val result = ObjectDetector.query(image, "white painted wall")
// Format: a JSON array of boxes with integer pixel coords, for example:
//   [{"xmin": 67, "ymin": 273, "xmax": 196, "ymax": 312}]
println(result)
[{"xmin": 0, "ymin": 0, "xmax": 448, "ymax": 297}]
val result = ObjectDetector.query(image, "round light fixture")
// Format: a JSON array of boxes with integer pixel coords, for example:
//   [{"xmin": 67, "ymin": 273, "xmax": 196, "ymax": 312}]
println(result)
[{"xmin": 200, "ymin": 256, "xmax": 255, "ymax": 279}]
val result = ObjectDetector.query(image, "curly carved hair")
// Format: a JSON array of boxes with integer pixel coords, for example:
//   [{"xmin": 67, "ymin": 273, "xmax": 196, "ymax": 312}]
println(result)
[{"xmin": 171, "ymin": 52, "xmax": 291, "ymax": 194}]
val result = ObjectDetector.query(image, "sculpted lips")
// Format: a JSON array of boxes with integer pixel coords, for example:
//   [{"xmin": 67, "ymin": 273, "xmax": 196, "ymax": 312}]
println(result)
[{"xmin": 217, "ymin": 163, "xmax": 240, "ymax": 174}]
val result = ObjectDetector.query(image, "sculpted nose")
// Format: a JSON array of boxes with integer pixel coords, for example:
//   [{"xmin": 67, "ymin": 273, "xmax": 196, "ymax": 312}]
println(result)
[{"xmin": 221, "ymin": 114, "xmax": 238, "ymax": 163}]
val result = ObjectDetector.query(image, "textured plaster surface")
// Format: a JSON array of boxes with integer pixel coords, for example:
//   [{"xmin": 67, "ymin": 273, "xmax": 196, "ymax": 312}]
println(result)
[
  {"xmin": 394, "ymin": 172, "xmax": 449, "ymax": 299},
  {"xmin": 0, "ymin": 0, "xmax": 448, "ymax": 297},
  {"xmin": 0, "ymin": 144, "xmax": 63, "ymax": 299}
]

> _SHORT EXERCISE_: Please pull out every line of the listing above that contains the string "sculpted", treating case as significant.

> _FULL RESPONSE_:
val result = ObjectDetector.query(image, "sculpted lips")
val result = ObjectDetector.query(image, "sculpted nose")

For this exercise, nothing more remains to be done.